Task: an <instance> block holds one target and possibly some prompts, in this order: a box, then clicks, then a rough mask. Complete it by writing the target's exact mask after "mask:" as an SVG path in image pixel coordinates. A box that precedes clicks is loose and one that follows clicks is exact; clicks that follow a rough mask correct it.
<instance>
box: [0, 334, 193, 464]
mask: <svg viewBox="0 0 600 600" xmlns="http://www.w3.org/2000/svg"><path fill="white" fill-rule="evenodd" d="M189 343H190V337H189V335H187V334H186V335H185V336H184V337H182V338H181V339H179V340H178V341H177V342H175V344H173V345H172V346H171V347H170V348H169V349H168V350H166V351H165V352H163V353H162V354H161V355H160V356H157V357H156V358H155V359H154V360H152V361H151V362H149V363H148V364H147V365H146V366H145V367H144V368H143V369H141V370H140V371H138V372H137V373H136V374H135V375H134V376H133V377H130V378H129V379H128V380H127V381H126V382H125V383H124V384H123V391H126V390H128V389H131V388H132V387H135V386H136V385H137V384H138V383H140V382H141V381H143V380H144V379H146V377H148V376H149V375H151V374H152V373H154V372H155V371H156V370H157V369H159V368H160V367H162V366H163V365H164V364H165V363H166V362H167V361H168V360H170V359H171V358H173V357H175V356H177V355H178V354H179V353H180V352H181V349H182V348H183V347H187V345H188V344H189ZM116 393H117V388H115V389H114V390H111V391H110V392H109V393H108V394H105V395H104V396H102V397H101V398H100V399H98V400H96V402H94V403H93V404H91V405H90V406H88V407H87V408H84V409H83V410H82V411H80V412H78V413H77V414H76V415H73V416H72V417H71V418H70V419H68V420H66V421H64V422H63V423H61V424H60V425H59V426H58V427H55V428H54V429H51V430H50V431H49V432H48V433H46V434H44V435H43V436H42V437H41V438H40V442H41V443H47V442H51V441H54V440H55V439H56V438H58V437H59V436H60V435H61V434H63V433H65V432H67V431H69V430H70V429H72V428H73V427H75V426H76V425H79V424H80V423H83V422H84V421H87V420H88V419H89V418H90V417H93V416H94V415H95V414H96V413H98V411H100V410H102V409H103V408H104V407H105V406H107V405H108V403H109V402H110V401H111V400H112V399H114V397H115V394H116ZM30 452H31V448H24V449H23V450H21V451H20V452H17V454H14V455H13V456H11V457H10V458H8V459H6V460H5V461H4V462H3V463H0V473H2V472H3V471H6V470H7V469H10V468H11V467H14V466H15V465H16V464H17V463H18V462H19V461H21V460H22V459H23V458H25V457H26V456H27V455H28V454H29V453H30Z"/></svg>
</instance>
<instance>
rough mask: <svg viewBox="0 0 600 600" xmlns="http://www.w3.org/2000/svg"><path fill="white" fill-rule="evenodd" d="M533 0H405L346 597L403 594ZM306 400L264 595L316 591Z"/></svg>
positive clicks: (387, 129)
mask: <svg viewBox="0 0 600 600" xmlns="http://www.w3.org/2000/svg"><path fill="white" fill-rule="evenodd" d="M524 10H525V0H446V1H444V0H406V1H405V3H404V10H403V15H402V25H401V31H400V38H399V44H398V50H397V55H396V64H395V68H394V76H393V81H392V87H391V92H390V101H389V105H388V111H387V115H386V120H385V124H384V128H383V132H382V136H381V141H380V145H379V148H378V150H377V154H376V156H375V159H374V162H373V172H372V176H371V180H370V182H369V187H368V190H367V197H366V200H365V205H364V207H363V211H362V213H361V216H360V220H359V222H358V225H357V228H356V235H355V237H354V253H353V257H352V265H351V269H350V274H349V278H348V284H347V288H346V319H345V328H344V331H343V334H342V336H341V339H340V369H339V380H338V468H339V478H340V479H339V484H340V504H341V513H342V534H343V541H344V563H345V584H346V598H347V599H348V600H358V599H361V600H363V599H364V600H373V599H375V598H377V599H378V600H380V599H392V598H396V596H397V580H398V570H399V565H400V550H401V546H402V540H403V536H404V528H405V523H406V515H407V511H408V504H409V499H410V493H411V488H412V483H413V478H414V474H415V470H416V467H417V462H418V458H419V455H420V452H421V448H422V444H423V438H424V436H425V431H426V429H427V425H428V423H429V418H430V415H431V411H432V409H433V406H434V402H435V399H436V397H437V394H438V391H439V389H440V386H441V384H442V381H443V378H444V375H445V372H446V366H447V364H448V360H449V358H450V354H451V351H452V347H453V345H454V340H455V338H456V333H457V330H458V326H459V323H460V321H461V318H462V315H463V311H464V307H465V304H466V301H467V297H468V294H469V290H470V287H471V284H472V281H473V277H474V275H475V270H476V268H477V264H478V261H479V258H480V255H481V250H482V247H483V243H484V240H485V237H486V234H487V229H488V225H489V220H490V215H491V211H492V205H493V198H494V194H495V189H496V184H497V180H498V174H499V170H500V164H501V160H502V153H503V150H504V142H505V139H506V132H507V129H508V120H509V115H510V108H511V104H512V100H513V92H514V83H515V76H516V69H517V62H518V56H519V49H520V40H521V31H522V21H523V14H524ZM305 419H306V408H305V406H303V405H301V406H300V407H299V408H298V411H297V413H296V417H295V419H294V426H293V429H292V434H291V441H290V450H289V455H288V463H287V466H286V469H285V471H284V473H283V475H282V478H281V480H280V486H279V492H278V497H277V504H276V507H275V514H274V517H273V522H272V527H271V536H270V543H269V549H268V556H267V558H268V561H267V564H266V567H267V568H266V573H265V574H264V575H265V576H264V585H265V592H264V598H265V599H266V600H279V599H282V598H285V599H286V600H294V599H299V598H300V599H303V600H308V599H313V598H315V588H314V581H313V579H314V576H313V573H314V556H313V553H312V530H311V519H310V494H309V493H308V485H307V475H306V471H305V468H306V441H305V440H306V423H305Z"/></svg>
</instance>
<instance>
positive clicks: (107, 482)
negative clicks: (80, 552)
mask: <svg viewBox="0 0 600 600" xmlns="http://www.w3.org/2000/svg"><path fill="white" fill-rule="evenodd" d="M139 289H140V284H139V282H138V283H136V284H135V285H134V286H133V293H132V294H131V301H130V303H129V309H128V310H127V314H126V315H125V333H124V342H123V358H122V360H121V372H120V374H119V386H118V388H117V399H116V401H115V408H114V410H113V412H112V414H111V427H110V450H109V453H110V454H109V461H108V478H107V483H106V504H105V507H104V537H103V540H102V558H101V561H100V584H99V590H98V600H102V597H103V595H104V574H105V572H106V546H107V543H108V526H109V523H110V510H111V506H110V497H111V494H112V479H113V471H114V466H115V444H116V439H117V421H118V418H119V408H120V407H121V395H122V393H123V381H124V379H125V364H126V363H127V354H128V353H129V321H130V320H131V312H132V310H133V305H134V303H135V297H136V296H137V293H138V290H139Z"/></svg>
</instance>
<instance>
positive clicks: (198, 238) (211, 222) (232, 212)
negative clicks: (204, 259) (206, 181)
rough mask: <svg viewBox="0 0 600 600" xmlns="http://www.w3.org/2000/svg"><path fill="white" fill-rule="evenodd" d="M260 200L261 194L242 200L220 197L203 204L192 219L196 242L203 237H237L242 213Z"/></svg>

####

__WORK TO COMPLETE__
Report each line in the entries where the string "rough" occurs.

__REPLY__
Task: an <instance> block holds one target and possibly some prompts, in this order: a box, then clicks, then a rough mask. Complete it by writing the target's exact mask after "mask:" as an SVG path in image pixel coordinates. A box that precedes clicks is loose and one that follows clicks is exact; clicks that follow a rough mask correct it.
rough mask: <svg viewBox="0 0 600 600" xmlns="http://www.w3.org/2000/svg"><path fill="white" fill-rule="evenodd" d="M533 0H405L346 597L403 594ZM306 400L264 595L316 591Z"/></svg>
rough mask: <svg viewBox="0 0 600 600" xmlns="http://www.w3.org/2000/svg"><path fill="white" fill-rule="evenodd" d="M260 200L261 194L242 200L220 197L203 204L192 219L196 242L203 237H237L242 213Z"/></svg>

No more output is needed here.